> **Problem details**
Reproduce all the data, character for character.

Region pointing data
..............................

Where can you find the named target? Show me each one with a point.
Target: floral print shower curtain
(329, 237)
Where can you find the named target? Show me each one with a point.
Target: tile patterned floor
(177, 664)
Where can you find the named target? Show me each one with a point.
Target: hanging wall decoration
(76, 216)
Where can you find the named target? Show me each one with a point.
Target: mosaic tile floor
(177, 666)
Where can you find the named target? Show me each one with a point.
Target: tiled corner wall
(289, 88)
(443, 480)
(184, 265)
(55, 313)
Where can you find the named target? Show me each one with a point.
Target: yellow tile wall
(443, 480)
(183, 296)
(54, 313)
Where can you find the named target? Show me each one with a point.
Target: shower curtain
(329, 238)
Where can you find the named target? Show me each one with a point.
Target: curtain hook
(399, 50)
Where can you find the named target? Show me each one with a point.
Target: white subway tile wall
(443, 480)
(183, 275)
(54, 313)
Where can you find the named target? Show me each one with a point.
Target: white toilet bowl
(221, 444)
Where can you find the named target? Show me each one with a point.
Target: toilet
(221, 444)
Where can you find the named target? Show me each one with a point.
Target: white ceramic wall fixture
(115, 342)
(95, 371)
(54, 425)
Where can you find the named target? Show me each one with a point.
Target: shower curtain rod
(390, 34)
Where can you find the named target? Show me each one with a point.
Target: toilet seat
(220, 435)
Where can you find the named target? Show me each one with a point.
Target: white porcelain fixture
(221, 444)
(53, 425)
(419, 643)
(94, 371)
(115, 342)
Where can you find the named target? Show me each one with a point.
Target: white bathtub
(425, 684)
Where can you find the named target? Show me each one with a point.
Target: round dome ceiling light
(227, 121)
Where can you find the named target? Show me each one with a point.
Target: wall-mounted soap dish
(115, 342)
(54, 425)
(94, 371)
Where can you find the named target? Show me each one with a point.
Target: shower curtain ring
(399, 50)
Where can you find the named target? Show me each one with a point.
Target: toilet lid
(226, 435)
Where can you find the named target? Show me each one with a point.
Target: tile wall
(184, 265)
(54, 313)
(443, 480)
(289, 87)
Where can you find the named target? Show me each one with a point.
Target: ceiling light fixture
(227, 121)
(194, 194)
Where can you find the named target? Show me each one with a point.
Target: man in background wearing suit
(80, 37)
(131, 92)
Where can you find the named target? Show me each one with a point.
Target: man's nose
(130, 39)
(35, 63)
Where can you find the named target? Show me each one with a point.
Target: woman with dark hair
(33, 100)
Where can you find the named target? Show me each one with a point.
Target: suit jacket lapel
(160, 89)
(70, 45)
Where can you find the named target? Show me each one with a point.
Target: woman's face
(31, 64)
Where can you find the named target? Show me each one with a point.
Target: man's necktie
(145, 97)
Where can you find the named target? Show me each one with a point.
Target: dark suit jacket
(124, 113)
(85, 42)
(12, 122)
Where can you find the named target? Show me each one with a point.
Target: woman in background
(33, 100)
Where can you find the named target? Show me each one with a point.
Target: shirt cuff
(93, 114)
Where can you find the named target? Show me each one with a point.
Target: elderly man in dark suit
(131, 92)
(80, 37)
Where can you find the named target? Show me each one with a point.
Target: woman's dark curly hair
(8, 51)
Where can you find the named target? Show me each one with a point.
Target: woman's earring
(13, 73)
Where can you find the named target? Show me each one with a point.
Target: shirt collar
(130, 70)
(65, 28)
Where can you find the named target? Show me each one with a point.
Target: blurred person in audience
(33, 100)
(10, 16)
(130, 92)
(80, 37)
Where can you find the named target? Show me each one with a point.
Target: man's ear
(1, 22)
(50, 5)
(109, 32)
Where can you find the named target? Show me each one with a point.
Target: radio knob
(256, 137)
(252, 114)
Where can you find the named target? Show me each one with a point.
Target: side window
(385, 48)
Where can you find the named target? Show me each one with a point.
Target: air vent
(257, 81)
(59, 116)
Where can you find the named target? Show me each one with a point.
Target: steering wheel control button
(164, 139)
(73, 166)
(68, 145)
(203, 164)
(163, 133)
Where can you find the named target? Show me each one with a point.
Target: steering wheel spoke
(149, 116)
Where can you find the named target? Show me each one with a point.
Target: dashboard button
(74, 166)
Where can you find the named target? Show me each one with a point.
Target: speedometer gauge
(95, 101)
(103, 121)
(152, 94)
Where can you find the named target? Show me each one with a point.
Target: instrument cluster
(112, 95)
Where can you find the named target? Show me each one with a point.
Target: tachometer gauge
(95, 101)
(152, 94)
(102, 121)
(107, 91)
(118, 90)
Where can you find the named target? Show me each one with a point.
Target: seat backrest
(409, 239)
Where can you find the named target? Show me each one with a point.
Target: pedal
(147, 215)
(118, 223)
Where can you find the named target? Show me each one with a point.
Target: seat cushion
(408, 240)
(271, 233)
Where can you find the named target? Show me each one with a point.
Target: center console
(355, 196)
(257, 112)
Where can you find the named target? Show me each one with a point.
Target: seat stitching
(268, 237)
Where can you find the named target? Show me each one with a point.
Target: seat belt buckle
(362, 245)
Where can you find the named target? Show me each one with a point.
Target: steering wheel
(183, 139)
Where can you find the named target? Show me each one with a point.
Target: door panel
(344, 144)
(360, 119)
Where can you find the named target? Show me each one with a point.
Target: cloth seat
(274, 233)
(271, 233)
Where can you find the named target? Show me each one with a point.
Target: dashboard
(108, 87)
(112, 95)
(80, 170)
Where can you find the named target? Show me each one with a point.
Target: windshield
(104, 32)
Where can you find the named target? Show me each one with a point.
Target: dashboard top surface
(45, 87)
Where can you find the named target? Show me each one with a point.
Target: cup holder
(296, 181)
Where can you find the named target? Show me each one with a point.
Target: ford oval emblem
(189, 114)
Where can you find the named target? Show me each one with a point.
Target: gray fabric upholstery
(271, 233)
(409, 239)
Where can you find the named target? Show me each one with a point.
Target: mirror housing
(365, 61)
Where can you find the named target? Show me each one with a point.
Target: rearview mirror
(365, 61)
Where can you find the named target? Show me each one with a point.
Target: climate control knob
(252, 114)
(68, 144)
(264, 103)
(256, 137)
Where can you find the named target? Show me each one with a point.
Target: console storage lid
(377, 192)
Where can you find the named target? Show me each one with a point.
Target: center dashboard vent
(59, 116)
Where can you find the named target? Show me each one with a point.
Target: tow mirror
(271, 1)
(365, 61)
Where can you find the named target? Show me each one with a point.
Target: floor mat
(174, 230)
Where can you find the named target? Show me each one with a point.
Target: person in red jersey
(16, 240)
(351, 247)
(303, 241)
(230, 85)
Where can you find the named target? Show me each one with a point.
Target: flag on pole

..............................

> **Final answer**
Where can you find the named target? Show me each one with a point.
Target: floral print shower curtain
(329, 237)
Where can you find the named target? Show me each one with a point.
Target: tile patterned floor
(177, 664)
Where can you find the named target? Show me each one with a point.
Target: hanging wall decoration
(76, 216)
Where can you find the named target? Show me each one with a point.
Target: mosaic tile floor
(177, 666)
Where can you find the named target? Show me each one with a point.
Target: tiled corner wall
(289, 88)
(443, 480)
(184, 265)
(55, 313)
Where can you find the named target? Show me each one with a point.
Target: yellow tile wall
(443, 480)
(183, 296)
(54, 313)
Where can you find the named target? Show me each one with a point.
Target: shower curtain
(329, 238)
Where can you find the named target? Show me each one with a point.
Target: curtain hook
(399, 50)
Where can you find the named target? Show me each one with a point.
Target: white subway tile wall
(443, 480)
(183, 275)
(54, 313)
Where can you find the named target? Show me each one with a point.
Target: white toilet bowl
(221, 444)
Where can you find the named target? Show me each one with a point.
Target: toilet
(221, 444)
Where can you find the named target? Show me each one with a point.
Target: white ceramic wall fixture
(115, 342)
(95, 371)
(54, 425)
Where can you find the named target? Show me each one with a point.
Target: shower curtain rod
(390, 34)
Where can you find the named target? Show me each one with a point.
Target: toilet seat
(220, 435)
Where can you find the named target? Show me each one with a point.
Target: white porcelain fixture
(221, 444)
(53, 425)
(419, 643)
(94, 371)
(115, 342)
Where can you find the named target? Show me each one with a point.
Target: white bathtub
(425, 684)
Where can you find the named target? Show me each one with a point.
Target: round dome ceiling light
(227, 121)
Where can you find the named target? Show me each one with a point.
Target: wall-mounted soap dish
(115, 342)
(54, 425)
(94, 371)
Where can you find the named target? Show me each one with a point.
Target: shower curtain ring
(399, 50)
Where can you find the named target? Show me each one with a point.
Target: toilet lid
(226, 435)
Where can you find the named target? Show me each one with a point.
Target: tile wall
(184, 265)
(54, 313)
(443, 480)
(289, 87)
Where can you find the named target? Show me each one with a point.
Target: ceiling light fixture
(227, 121)
(194, 194)
Where can you find the named target? Show me each one with a point.
Target: man in background wearing suit
(80, 37)
(131, 92)
Where can you find the named target? Show me each one with a point.
Target: man's nose
(130, 39)
(35, 63)
Where can you find the named target? Show me each one with a point.
Target: woman with dark hair
(33, 100)
Where can you find the named target? Show me each one with a point.
Target: suit jacket lapel
(160, 89)
(70, 45)
Where can you find the named target? Show me each one with a point.
Target: woman's face
(31, 64)
Where can you find the named target? Show me each one with a point.
Target: man's necktie
(145, 97)
Where can you find the named target? Show me each one with a point.
Target: dark suit jacket
(124, 113)
(85, 42)
(12, 122)
Where can you find the named target? Show me each one with a point.
Target: woman in background
(33, 100)
Where can you find the named target? Show me each one with a point.
Target: shirt cuff
(93, 114)
Where can you find the named target? Show me each one with a point.
Target: elderly man in dark suit
(131, 92)
(80, 37)
Where can you find the named target? Show me each one with a point.
Target: woman's dark curly hair
(8, 51)
Where can you find the named target? Show me each one with a point.
Target: woman's earring
(13, 73)
Where can you find the named target? Show me each one with a point.
Target: shirt collar
(130, 70)
(65, 28)
Where can you find the named target? Show me each one with a point.
Target: blurred person in audience
(33, 100)
(10, 16)
(130, 92)
(80, 37)
Where can you find the named target? Show me each one with a point.
Target: man's ear
(1, 22)
(50, 5)
(109, 32)
Where can you find the named target? Show me each one with a point.
Target: radio knob
(256, 137)
(252, 114)
Where can you find the named target? Show me each one with a point.
Target: side window
(385, 48)
Where can you find the named target? Show me each one with a point.
Target: air vent
(257, 81)
(59, 116)
Where can you find the named target? Show me each one with a point.
Target: steering wheel control button
(164, 139)
(73, 166)
(68, 145)
(203, 164)
(163, 133)
Where can you find the named target? Show me each one with a point.
Target: steering wheel spoke
(149, 116)
Where can you find the named target? Show me each one with a point.
Target: dashboard button
(74, 166)
Where can you find the named target? Show me each one with a point.
Target: speedometer gauge
(95, 101)
(103, 121)
(152, 94)
Where can you find the named target? Show me each one with a point.
Target: instrument cluster
(112, 95)
Where can you find the named target? Show me each one with a point.
Target: tachometer gauge
(95, 101)
(152, 94)
(102, 121)
(107, 91)
(118, 90)
Where can you find the named target? Show me each one with a point.
Target: seat backrest
(409, 239)
Where can you find the named target? Show me each one with a point.
Target: pedal
(147, 215)
(118, 223)
Where can you find the named target? Show me each one with a point.
Target: seat cushion
(408, 240)
(271, 233)
Where can you find the named target? Show me each one with a point.
Target: center console
(355, 196)
(257, 112)
Where can you find the named target? Show me each one with a point.
Target: seat stitching
(268, 237)
Where can you find the named target? Show me each one with a point.
Target: seat belt buckle
(362, 245)
Where can you find the named target? Show me each one with a point.
Target: steering wheel
(183, 139)
Where can you find the named target? Show me each one with a point.
Target: door panel
(344, 144)
(360, 119)
Where can you find the named target? Show me each one with a point.
Target: cloth seat
(274, 233)
(271, 233)
Where can you find the named target? Show me each one with a point.
Target: dashboard
(108, 87)
(112, 95)
(80, 170)
Where can you find the named target? Show me each one with a point.
Target: windshield
(104, 32)
Where can you find the named target? Show me each one with a point.
Target: dashboard top surface
(45, 87)
Where can you find the named target? Show me each one with a point.
Target: cup holder
(296, 181)
Where can you find the named target? Show me each one with a point.
Target: ford oval emblem
(189, 114)
Where can you find the named target? Show me each one with a point.
Target: gray fabric upholstery
(271, 233)
(409, 239)
Where can you find the named target? Show me each one with a point.
Target: mirror housing
(365, 61)
Where can you find the named target? Show me each one with a point.
Target: rearview mirror
(365, 61)
Where can you find the named target? Show me each one with a point.
Target: climate control knob
(252, 114)
(68, 144)
(264, 103)
(256, 137)
Where can you find the named target? Show me each one with a point.
Target: console storage lid
(377, 192)
Where can you find the named target? Show me each one with a point.
Target: center dashboard vent
(59, 116)
Where can you find the named target? Show me each one with a point.
Target: tow mirror
(271, 1)
(365, 61)
Where can you find the named target? Show me each one with a point.
Target: floor mat
(174, 230)
Where can you find the named target? Show me each one with a point.
Target: person in red jersey
(16, 240)
(351, 247)
(303, 241)
(230, 85)
Where can you find the named target? Show me each one with a point.
Target: flag on pole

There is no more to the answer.